__WHAT IS EXPECTED__.
Print the section of the text on the "Question authority" slogan from "It is intended" to "cooperate with others.", copying it word for word.

__PAGE TEXT__.
++++++++++++++++++++
"Question authority" is a popular slogan often used on bumper stickers, T-shirts and as graffiti. The slogan was popularized by controversial psychologist Timothy Leary, although some people have suggested that the idea behind the slogan can be traced back to the ancient Greek philosopher Socrates. One of the most influential icons in the counterculture movement which formed in the late 1960s out of opposition to the Vietnam War's escalation, Leary gained influence among much of the youth by advocating the use of LSD – which was criminalized in the United States in 1966 –  as a way to escape from the burdens of society.  Following the Watergate Scandal, which resulted in the resignation of US President Richard Nixon and the conviction of several officials in the Nixon administration, the slogan became arguably the most accepted form of ideology among baby boomers. 

It is intended to encourage people to avoid fallacious appeals to authority.  The term has always symbolized the necessity of paying attention to the rules and regulations promulgated by a government unto its citizenry.  However, psychologists have also criticized Leary's method of questioning authority and have argued that it resulted in widespread dysfunctionality.  In their book Question Authority, Think For Yourself, psychologists Beverly Potter and Mark Estren alleged that the practice of Leary's philosophy enhances a person's self-interest and greatly weakens the ability to cooperate with others.
++++++++++++++++++++
__EXTRACTED DATA__.
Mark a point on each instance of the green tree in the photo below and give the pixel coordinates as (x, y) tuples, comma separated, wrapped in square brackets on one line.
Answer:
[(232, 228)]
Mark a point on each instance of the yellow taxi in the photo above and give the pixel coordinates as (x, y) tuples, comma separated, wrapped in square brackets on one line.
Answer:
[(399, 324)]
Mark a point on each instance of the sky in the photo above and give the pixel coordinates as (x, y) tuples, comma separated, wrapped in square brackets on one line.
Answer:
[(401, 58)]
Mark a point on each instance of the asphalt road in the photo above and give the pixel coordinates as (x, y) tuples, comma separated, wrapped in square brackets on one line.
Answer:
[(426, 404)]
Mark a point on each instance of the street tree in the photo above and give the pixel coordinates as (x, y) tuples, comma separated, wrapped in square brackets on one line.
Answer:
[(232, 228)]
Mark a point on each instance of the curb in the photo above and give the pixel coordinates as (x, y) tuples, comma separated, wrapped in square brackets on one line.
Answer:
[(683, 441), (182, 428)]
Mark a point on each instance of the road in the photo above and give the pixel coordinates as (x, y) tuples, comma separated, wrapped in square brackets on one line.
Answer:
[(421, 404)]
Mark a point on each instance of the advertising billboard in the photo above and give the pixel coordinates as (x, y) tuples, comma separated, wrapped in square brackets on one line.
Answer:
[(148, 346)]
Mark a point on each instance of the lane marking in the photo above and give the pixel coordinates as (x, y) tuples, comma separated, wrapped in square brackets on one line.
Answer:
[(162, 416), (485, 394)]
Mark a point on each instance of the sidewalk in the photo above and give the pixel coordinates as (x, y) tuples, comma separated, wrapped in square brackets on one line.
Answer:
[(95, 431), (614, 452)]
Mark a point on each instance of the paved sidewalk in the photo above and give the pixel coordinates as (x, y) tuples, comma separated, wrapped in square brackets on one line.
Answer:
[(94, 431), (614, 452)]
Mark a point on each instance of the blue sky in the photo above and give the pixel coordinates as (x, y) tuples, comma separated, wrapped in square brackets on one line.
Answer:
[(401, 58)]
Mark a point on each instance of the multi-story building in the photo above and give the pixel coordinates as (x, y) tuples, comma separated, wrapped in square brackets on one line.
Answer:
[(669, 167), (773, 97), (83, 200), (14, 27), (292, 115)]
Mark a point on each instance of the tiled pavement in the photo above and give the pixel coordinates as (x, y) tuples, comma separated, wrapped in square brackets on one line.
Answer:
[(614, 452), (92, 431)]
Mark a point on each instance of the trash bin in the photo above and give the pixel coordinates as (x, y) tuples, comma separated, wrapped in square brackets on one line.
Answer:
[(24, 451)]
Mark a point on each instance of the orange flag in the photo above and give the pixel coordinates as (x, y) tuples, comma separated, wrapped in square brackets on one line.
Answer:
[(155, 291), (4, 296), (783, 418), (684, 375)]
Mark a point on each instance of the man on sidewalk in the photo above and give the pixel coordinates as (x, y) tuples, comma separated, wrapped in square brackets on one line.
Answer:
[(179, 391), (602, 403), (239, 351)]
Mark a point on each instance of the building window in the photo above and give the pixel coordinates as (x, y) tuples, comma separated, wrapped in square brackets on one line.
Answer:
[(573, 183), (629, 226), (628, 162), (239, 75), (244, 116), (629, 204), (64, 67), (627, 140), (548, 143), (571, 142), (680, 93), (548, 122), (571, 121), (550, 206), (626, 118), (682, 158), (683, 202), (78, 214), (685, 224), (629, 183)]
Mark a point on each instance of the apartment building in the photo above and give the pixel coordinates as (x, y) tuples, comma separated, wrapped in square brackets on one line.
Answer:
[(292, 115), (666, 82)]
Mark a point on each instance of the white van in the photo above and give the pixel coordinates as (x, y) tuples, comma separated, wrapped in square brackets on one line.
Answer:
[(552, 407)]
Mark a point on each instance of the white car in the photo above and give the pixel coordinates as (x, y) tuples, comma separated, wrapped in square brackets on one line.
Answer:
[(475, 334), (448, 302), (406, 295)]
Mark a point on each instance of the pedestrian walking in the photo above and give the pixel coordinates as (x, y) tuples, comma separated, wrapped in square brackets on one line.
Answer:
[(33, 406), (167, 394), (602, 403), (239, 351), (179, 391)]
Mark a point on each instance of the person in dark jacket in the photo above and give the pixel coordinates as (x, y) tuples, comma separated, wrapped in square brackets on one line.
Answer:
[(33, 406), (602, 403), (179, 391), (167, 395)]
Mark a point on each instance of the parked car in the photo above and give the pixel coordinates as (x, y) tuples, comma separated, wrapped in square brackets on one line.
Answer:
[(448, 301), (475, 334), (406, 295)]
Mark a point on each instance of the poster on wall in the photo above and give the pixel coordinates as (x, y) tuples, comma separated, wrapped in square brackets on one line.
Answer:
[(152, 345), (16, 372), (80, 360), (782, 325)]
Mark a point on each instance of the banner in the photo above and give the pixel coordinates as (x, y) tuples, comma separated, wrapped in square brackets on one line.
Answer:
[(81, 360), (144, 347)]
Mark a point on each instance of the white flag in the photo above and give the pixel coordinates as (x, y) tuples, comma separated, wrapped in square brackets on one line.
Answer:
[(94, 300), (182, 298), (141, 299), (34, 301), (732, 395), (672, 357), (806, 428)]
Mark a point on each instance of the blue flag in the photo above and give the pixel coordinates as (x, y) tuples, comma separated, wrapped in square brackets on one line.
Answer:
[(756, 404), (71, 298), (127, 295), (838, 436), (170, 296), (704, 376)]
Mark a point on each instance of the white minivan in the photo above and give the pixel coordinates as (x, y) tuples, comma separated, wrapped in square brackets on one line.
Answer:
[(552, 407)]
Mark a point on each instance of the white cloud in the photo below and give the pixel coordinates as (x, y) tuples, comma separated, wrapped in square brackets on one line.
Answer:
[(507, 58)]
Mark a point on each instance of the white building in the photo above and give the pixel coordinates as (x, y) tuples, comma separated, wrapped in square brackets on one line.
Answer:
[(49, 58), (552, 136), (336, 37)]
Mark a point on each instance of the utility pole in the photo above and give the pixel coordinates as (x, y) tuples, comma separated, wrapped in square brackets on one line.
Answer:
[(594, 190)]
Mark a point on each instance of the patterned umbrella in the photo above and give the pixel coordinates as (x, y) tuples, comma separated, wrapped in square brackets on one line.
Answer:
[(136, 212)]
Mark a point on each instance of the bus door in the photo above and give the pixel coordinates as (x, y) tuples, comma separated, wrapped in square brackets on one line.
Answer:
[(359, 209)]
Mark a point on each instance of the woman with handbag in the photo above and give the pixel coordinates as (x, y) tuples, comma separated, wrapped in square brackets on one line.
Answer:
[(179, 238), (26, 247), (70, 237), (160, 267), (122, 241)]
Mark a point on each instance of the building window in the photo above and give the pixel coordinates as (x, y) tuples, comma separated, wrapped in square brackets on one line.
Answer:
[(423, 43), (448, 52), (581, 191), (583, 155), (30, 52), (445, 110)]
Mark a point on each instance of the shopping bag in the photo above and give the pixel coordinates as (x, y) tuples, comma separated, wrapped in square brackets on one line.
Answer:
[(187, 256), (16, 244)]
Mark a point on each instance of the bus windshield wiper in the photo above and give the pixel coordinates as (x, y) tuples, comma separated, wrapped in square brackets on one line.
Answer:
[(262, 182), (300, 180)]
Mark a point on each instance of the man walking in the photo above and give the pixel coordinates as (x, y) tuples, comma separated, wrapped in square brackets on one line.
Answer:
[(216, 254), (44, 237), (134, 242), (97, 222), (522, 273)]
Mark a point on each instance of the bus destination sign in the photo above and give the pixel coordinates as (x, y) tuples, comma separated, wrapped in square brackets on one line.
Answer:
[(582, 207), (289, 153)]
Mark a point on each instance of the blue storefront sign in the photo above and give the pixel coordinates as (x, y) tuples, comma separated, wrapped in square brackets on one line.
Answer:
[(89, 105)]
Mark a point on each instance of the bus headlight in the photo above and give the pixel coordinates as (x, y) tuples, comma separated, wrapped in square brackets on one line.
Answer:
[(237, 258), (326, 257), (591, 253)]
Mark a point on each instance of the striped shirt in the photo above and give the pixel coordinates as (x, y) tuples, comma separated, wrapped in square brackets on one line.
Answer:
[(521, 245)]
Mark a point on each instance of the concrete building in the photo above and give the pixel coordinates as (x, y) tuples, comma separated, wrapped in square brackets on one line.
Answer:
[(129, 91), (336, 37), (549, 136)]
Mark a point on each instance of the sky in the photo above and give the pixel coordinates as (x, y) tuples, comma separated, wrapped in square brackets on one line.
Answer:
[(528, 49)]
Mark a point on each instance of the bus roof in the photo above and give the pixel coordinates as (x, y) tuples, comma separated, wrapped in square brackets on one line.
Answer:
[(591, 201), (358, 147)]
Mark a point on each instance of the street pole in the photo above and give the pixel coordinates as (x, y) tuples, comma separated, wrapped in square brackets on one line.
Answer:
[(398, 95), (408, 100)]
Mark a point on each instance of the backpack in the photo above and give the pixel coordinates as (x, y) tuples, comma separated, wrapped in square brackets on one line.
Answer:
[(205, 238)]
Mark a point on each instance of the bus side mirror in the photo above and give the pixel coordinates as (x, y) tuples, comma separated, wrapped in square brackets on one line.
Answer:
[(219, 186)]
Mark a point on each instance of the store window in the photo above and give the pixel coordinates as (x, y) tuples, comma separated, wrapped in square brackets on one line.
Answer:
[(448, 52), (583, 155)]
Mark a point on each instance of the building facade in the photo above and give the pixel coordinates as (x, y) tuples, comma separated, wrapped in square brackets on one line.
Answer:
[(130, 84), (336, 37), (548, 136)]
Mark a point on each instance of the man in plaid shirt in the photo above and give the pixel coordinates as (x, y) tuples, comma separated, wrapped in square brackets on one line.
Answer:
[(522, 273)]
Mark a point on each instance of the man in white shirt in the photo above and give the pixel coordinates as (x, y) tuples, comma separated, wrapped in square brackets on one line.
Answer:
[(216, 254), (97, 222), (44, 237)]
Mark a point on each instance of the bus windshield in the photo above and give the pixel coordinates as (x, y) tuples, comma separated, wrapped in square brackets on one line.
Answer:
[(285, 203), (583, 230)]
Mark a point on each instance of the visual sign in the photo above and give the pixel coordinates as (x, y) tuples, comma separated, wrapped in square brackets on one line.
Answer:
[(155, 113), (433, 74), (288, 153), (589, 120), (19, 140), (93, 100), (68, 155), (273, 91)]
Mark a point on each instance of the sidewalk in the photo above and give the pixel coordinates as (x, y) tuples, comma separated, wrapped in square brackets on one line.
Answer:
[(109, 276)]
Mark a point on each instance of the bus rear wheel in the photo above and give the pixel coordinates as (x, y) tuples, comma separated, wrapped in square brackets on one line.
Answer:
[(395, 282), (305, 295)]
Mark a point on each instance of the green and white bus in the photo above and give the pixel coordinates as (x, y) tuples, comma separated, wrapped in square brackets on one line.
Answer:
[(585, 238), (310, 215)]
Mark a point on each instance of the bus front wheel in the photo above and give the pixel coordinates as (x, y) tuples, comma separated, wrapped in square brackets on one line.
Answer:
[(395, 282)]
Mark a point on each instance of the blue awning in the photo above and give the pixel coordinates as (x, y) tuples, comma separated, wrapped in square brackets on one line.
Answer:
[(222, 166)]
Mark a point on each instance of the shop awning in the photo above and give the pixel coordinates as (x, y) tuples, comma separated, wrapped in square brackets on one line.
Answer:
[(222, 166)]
++++++++++++++++++++
__EXERCISE RESPONSE__.
It is intended to encourage people to avoid fallacious appeals to authority.  The term has always symbolized the necessity of paying attention to the rules and regulations promulgated by a government unto its citizenry.  However, psychologists have also criticized Leary's method of questioning authority and have argued that it resulted in widespread dysfunctionality.  In their book Question Authority, Think For Yourself, psychologists Beverly Potter and Mark Estren alleged that the practice of Leary's philosophy enhances a person's self-interest and greatly weakens the ability to cooperate with others.